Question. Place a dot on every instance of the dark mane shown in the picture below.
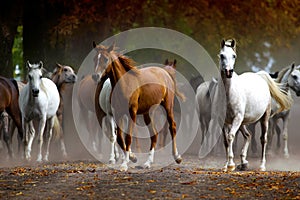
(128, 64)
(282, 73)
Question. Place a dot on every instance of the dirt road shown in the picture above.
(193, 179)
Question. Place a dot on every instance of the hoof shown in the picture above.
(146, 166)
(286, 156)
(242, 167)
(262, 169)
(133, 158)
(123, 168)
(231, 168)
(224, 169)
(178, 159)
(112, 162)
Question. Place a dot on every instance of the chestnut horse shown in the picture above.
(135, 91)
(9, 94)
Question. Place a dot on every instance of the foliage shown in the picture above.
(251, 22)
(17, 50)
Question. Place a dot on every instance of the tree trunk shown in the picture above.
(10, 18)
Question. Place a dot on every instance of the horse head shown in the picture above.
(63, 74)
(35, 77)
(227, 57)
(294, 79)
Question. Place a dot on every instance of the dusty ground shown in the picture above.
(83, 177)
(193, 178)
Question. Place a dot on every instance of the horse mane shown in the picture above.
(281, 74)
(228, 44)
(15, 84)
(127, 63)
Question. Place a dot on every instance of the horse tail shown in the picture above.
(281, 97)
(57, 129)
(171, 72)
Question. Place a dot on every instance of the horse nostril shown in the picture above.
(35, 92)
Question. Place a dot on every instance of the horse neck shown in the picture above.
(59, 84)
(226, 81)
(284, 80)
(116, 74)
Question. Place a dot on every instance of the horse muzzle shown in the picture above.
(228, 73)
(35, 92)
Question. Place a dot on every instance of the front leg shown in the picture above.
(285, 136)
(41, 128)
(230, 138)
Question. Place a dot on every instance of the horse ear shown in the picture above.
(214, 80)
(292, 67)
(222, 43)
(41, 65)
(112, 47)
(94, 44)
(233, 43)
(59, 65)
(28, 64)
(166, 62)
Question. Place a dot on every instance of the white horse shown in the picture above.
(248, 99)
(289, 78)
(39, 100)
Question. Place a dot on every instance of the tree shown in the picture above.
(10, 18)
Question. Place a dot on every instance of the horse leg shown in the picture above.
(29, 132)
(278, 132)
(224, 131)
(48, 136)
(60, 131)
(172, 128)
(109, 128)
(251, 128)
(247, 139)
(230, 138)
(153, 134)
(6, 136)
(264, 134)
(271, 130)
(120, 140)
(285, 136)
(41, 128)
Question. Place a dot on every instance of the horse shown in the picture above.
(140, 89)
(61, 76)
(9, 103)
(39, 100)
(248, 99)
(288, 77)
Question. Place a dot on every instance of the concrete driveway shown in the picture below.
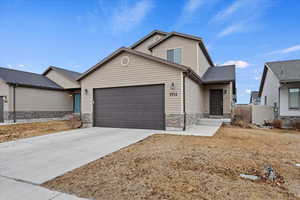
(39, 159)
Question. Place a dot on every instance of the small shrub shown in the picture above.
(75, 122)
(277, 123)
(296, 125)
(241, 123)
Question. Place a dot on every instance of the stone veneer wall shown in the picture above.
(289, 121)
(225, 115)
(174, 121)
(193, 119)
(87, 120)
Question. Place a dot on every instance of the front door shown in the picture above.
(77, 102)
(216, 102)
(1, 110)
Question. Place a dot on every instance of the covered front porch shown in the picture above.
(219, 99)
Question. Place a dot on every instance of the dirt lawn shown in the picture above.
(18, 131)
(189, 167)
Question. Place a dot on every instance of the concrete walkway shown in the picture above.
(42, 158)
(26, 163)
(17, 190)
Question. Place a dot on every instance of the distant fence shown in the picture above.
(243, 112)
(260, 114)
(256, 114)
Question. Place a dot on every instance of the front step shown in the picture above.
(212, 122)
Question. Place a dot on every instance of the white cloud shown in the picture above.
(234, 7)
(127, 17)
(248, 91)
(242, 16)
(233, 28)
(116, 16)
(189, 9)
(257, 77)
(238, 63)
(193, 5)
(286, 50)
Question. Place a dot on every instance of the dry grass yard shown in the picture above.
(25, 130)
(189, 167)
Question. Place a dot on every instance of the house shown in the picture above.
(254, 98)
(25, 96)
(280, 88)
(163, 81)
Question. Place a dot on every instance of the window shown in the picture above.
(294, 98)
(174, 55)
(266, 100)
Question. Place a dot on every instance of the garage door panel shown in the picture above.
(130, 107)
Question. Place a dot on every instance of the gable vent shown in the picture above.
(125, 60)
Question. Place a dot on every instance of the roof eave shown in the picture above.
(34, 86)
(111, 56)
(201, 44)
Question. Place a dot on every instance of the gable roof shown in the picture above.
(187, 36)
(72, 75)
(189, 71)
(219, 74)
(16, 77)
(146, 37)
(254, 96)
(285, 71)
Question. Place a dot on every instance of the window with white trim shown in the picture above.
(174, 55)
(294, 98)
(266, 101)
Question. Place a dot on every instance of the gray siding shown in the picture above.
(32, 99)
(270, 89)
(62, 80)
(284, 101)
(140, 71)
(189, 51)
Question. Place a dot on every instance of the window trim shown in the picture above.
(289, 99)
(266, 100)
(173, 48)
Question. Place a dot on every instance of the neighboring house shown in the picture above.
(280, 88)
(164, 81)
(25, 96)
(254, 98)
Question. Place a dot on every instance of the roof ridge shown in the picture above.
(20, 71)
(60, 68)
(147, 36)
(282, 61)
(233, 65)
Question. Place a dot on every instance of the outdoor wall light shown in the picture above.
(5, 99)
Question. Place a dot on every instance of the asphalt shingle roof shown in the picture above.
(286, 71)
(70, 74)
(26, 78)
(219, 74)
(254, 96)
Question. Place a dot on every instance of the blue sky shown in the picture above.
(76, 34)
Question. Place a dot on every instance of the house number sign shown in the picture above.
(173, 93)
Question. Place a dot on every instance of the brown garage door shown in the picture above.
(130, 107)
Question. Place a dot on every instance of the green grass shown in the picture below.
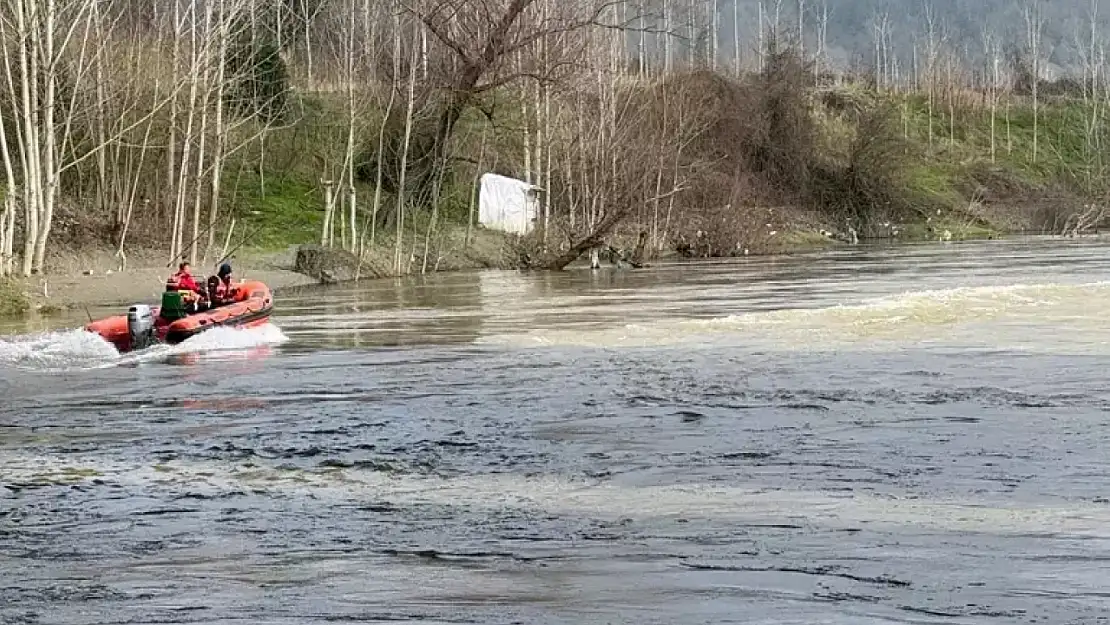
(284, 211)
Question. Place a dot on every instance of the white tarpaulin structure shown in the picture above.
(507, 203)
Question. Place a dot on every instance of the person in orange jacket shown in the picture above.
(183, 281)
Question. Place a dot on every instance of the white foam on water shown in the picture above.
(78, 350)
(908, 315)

* **EXERCISE GOAL**: Would you print all of the material exactly as written, minus the pictures?

* **RESULT FOR THIS EXERCISE**:
Question. Place a dot on every instance of the dark mane shown in the picture below.
(128, 64)
(282, 73)
Question. Place a dot on every instance of the dirt road shown in the picture above.
(193, 179)
Question. Place a dot on every instance of the hoof shown in the picture above.
(146, 166)
(286, 156)
(242, 167)
(262, 169)
(133, 158)
(123, 168)
(231, 168)
(224, 169)
(178, 159)
(112, 162)
Question. Place a dot on every instance of the chestnut horse shown in the picture above.
(135, 91)
(9, 94)
Question. Place a dot on every instance of the foliage shown in the picture above.
(251, 22)
(17, 50)
Question. Place a dot on every instance of the tree trunk shown in the picture above.
(10, 18)
Question. Place a dot on every instance of the horse head shown in the picture above.
(63, 74)
(35, 77)
(227, 57)
(294, 79)
Question. Place a dot on every instance of the dusty ground shown in the picture above.
(83, 177)
(193, 178)
Question. Place a dot on every instance of the horse mane shown in the picture above.
(281, 74)
(228, 44)
(15, 84)
(127, 63)
Question. Place a dot on every instance of the horse tail shown in the picture above.
(281, 97)
(57, 129)
(171, 72)
Question. Place a dot on every instance of the horse nostril shown in the picture above.
(35, 92)
Question. Place a dot on every instance of the horse neck shown in the picture above.
(59, 84)
(226, 81)
(284, 80)
(116, 74)
Question. Place a dot on every instance of the horse muzzle shown in the picture above.
(228, 73)
(35, 92)
Question. Place a dot on every instance of the front leg shown in the picture above.
(285, 136)
(41, 128)
(230, 138)
Question. Place a dot on every instance of the horse ear shown in the picture above.
(214, 80)
(292, 67)
(222, 43)
(41, 65)
(112, 47)
(94, 44)
(233, 43)
(59, 65)
(28, 64)
(166, 62)
Question. Place a dot on every instance of the white horse shown in the picture above.
(248, 99)
(289, 78)
(39, 100)
Question. Place a dot on every instance of the tree shown in the picture above.
(10, 18)
Question. Place a dot on every instance of the horse leg shown in the picture above.
(29, 132)
(278, 132)
(224, 131)
(48, 136)
(60, 131)
(172, 128)
(109, 128)
(251, 128)
(247, 139)
(230, 138)
(153, 134)
(6, 136)
(264, 134)
(271, 130)
(120, 140)
(285, 136)
(41, 128)
Question. Place a dot on every instance of the horse shown in the picture above.
(140, 89)
(61, 76)
(9, 103)
(39, 100)
(248, 99)
(288, 77)
Question. Place a dot on every instance of the concrete driveway shown in the picture below.
(39, 159)
Question. Place a dot on every instance of the small shrub shown in the picture above.
(75, 122)
(277, 123)
(296, 125)
(241, 123)
Question. Place a dot on every instance of the stone veneer wall shown in the picture above.
(289, 121)
(225, 115)
(174, 121)
(193, 119)
(87, 120)
Question. Place a dot on every instance of the front door shown in the picture above.
(77, 102)
(216, 102)
(1, 110)
Question. Place a dot on every instance of the covered front porch shown in the picture above.
(219, 99)
Question. Place a dot on every instance of the dirt lawn shown in the picture above.
(18, 131)
(189, 167)
Question. Place a dot on every instance of the concrete walkway shown in the picture above.
(42, 158)
(26, 163)
(17, 190)
Question. Place a dot on every instance of the distant fence shown in the picture above.
(243, 112)
(260, 114)
(256, 114)
Question. Place a dot on every instance of the front step shown in the picture above.
(212, 122)
Question. Place a dot on every instance of the white cloud shown in the picture above.
(234, 7)
(127, 17)
(248, 91)
(242, 16)
(233, 28)
(116, 16)
(189, 9)
(257, 77)
(238, 63)
(193, 5)
(286, 50)
Question. Place a dot on every instance of the dry grass yard shown in the picture above.
(25, 130)
(189, 167)
Question. Place a dot on every instance of the house shown in the picture above.
(254, 98)
(25, 96)
(280, 88)
(163, 81)
Question. Place a dot on every instance of the window shown in the picture above.
(294, 98)
(174, 55)
(266, 100)
Question. Place a dot on every instance of the garage door panel shown in the picture above.
(130, 107)
Question. Place a dot on every instance of the gable vent shown in the picture above.
(125, 60)
Question. Place a dot on every instance of the roof eave shown in the picture above.
(34, 86)
(111, 56)
(201, 44)
Question. Place a dot on every instance of the gable roof shown in the picture above.
(187, 36)
(72, 75)
(189, 71)
(219, 74)
(16, 77)
(146, 37)
(254, 96)
(285, 71)
Question. Place a dot on every instance of the window with white trim shown in the picture above.
(174, 55)
(294, 98)
(266, 101)
Question. Place a dot on every instance of the gray siding shown in the picture above.
(32, 99)
(270, 89)
(62, 80)
(284, 101)
(140, 71)
(189, 51)
Question. Place a dot on every instance of the window trim shown in the picture above.
(289, 99)
(266, 100)
(173, 48)
Question. Place a dot on every instance of the neighboring house shown in the picture above.
(280, 88)
(164, 81)
(25, 96)
(254, 98)
Question. Place a dot on every instance of the roof ridge shown in the picture above.
(20, 71)
(60, 68)
(147, 36)
(282, 61)
(233, 65)
Question. Place a dot on every instance of the outdoor wall light shown in the picture above.
(5, 99)
Question. Place a dot on every instance of the asphalt shingle roof shown in the picture above.
(286, 71)
(70, 74)
(26, 78)
(219, 74)
(254, 96)
Question. Place a dot on every instance of the blue sky shown in the picture above.
(76, 34)
Question. Place a dot on every instance of the house number sign shown in the picture above.
(173, 93)
Question. Place a dot on every instance of the brown garage door shown in the picture above.
(130, 107)
Question. Place a dot on every instance of the green grass shown in the picture below.
(284, 211)
Question. Place a dot on every instance of the white tarpaulin structure shown in the picture above.
(507, 203)
Question. Place a dot on every instance of the person in orange jacket shown in the picture above.
(183, 281)
Question. Place a dot on every instance of the white foam on water shown in the picture above.
(78, 350)
(908, 315)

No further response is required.